#### Problem set
#1 In the subwoofer thread, translate this sentence into French: "A sub is recommended for any system no matter what speakers you are using."
#2 Answer these questions using the subwoofer thread:
(a) Which receiver is part of azgreenb's setup?
(b) Which room at Best Buy does FlashJim mention?
(c) According to tonyvdb, bookshelf speakers do not go much below what frequency?
#3 Write out the part of the subwoofer thread from "Where do you" to "on his/her system.".

** Begin Passage given **

# Is a sub required?



## azgreenb (Nov 19, 2007)

Newbie here, please forgive my ignorance. I am not new to the idea of a home theater, but I am unsure what a sub would for my listening experience. Here's my setup: HK AVR-645, CV VS-120's, Yamaha in-ceiling mounted surrounds and a Sony Center channel. It is really a hodge-podge of a system, but I like how it sounds. 
I read quite a few of the post regarding the SVS subs and honestly I drool alot with some of the reviews, my question is how will a sub make my experience any better? I feel that I get a pretty good response from the CV's and movies like Lord of the Rings/Transformers can create quite a rumble. How would a sub change that? Thanks.


----------



## FlashJim (May 6, 2006)

Go to any home theater store (maybe even Best Buy's Magnolia Room) and listen to one of their setups. A sub really sucks you into the movie, in my opinion. You feel it as well as hear it.


----------



## Sonnie (Apr 11, 2006)

Where do you live? It would be nice if you could find a fellow enthusiast who owned a nice sub and have a listen to something like Transformers on his/her system.

I'm pretty sure you are going to realize you are missing the lowest octaves with those CV's, which are most likely only rated down to about 30Hz or so.


----------



## tonyvdb (Sep 5, 2007)

azgreenb said:


> my question is how will a sub make my experience any better? I feel that I get a pretty good response from the CV's and movies like Lord of the Rings/Transformers can create quite a rumble. How would a sub change that? Thanks.


Hi and Welcome to the Shack.

A sub is recommended for any system no matter what speakers you are using. Subs are designed to reproduce frequencies down in to the single digits some as low as 5hz. I would say that about 90% of speakers built out there for the general consumer do not go much below 30hz and bookshelves not much below 60Hz so a sub fills out the missing dynamics of the movie soundtrack. 
There was a time where VHS movies were the only media available to us and the audio recorded on them was not digital so 20hz was about as far down as was necessary but now with audio being digital subsonic frequencies do exist and play a large part of the movie listening experience.

** End Passage given **
** Begin Provided material **

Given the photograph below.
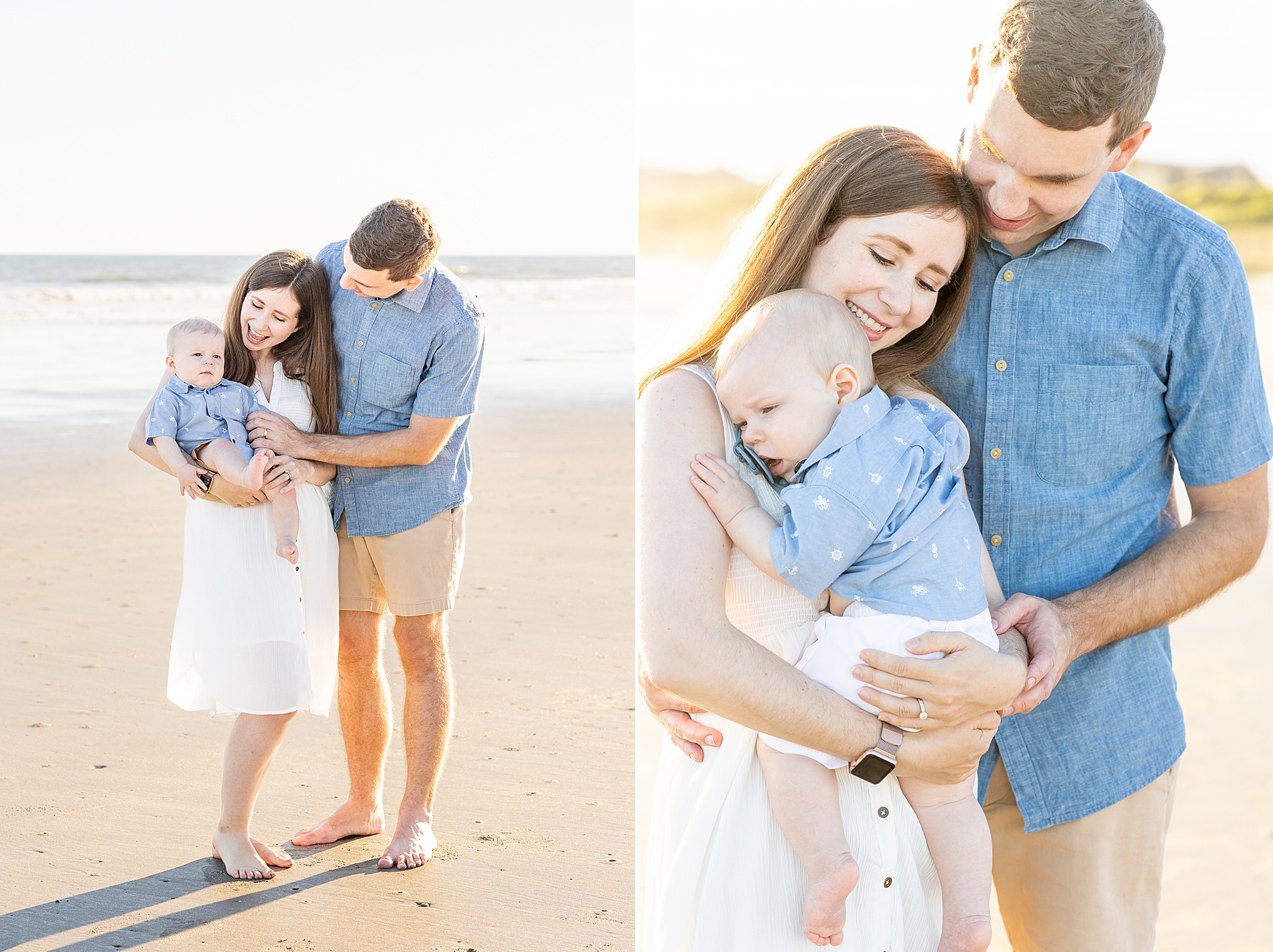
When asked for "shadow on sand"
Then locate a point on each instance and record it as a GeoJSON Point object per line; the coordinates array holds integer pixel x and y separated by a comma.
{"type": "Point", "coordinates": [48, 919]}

** End Provided material **

#### Exercise results
#1 Un caisson de basses est recommandé pour tout système, quels que soient les haut-parleurs que vous utilisez.

#2
(a) The HK AVR-645.
(b) The Magnolia Room.
(c) 60Hz.

#3
Where do you live? It would be nice if you could find a fellow enthusiast who owned a nice sub and have a listen to something like Transformers on his/her system.